_Text excerpt_
Segment Open
I definitely hide that I’m trans in some areas. For example, if I go for a job interview I don’t tell them, but it’s definitely given me more social opportunities through queer clubs and LGBT youth groups. In more professional aspects it’s still a difficult subject. I’ve only seen myself represented when I went looking for it. I think there’s more now, but I first recognised myself in a book called ‘The Art of Being Normal.’ It follows one binary female to male and one binary male to female person and is a YA novel on top of that. I’ve noticed that there is more representation now than when I was coming out. Then, there wasn’t much to notice unless you went looking for it.
I know some people think that passing is redundant and that you shouldn’t need to but in the same way that I think coming out is a statement of fact, for some people it’s important to them. To say that passing is a transphobic notion completely ignores the feeling of the binary and non-binary people who feel it is important to their transition. People need to transition enough to alleviate their dysphoria. People who don’t like the term passing, perhaps certain types of transition is enough to alleviate their gender dysphoria and for some people it's not. They need all the surgeries, to go stealth otherwise they would still feel dysphoric but for some people social transition is enough it’s a spectrum. There is a lot of focus on how you don’t need to pass and that’s fine for some people, but some people really do. Good on the people who don’t feel that passing is important, is a big factor in alleviating their dysphoria or helping them live their life as they want to, but some people really do. I guess that’s where the differences come from.
Segment Closed
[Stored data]
Segment Open
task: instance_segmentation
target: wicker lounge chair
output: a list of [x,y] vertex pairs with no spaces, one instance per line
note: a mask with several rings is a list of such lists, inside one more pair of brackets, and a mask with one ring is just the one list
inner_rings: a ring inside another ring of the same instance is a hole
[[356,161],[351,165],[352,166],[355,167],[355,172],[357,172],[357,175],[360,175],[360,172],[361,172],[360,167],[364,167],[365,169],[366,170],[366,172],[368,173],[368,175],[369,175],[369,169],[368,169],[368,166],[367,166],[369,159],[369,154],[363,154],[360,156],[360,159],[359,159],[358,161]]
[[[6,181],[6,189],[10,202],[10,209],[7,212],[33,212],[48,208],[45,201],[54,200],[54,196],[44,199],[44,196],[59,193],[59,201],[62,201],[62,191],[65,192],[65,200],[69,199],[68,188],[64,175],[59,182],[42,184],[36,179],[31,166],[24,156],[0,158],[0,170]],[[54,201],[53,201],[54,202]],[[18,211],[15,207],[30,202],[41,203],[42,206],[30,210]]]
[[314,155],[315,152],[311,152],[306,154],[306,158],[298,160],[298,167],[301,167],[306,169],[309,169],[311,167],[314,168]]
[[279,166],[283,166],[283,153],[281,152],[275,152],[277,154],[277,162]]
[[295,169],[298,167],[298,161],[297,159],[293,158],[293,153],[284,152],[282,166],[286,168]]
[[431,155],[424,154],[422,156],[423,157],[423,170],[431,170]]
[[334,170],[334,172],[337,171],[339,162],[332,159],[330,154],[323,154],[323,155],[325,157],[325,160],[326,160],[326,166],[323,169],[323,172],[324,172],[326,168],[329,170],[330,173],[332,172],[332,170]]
Segment Closed
_Problems and tasks_
a - Answer these from the account about being trans:
(i) In what setting does the speaker say they don't tell people they're trans?
(ii) What is the title of the book in which the speaker first recognized themselves?
(iii) For some people, what kind of transition does the speaker say is enough?
b - In the account about being trans, list every sentence that contains the word "dysphoria" itself (not "dysphoric").
c - Write what comes next in the personal account about being trans, picking up after its last sentence.
These rows have nothing to do with the personal account about being trans.

_Task responses_
a -
(i) A job interview.
(ii) 'The Art of Being Normal.'
(iii) Social transition.

b -
- People need to transition enough to alleviate their dysphoria.
- People who don't like the term passing, perhaps certain types of transition is enough to alleviate their gender dysphoria and for some people it's not.
- Good on the people who don't feel that passing is important, is a big factor in alleviating their dysphoria or helping them live their life as they want to, but some people really do.

c -
Some people really like labels because they help them figure out their own identity and some people really don’t because it constricts them. The only danger with ‘Queer’ is shoehorning people who don’t identify with queer into one umbrella because I know just as with shoehorning people into any identity some people will identify with it and some will not. Some people have negative experiences with the word Queer. There is the danger, especially with the older members of the LGBT community who might have had it used as a slur against them, of labelling them as something that makes them uncomfortable. But as we get comfortable with the word Queer in a non-derogatory way, it is getting reclaimed. As it is in that transition period from a slur to an identity again there’s the danger of fucking up on both sides.
This is just a thought, but why are people more offended when you get their dogs pronouns wrong than when you get their child’s pronouns wrong? Have the same energy for your loved ones. No one is forcing you to change how you are being, it’s for someone else. A lot of trans activism in general is asking people to please just be kind and supportive to help other people in the long run. It doesn’t have to be at the forefront of your mind all the time. It’s more about respect rather than having to learn everything. If respect means doing a little bit of background research, then that’s fair enough.